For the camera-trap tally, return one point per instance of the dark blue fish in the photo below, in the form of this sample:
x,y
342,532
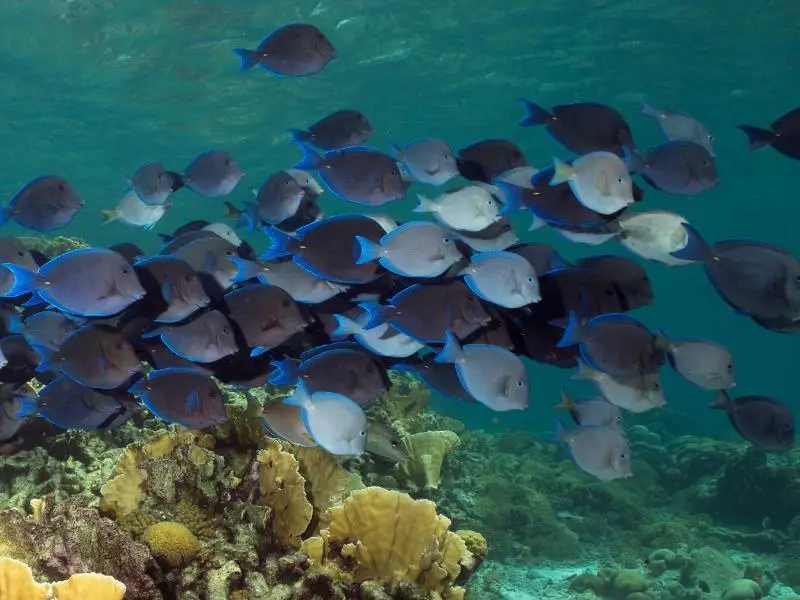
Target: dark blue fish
x,y
357,174
783,135
90,282
43,204
582,127
616,344
756,279
328,248
294,50
341,129
187,397
69,405
95,356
◇ ◇ ◇ ◇ ◇
### What the task asks
Reproduce the rows above verbatim, without the picture.

### Reply to the exercise
For the camera-trap tally, return one point per instance of the dark blue fish in the photo below, in the form of this sample:
x,y
342,532
Target: dark blue fish
x,y
357,174
783,135
90,282
43,204
582,127
616,344
756,279
328,248
294,50
341,129
187,397
69,405
95,356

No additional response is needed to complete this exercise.